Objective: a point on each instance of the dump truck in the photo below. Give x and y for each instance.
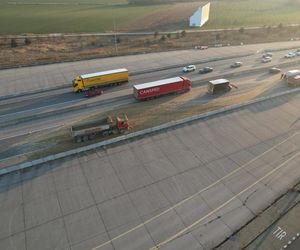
(100, 79)
(293, 81)
(154, 89)
(103, 127)
(290, 73)
(219, 86)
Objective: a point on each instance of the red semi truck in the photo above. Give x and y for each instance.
(151, 90)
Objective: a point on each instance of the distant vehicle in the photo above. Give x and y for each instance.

# GIVEN INSTRUCTION:
Only the lines from the one that contains "Objective: a point on each instance of the red" through the last line should be repeated, each exactly as it stands, with both ends included.

# EXERCISE OUTPUT:
Objective: a point on each instance of the red semi truck in the photo above. Give x and y for each instance.
(151, 90)
Objective: a point on each instance of the distant vehicle in the photo above. Give x and y for each instance.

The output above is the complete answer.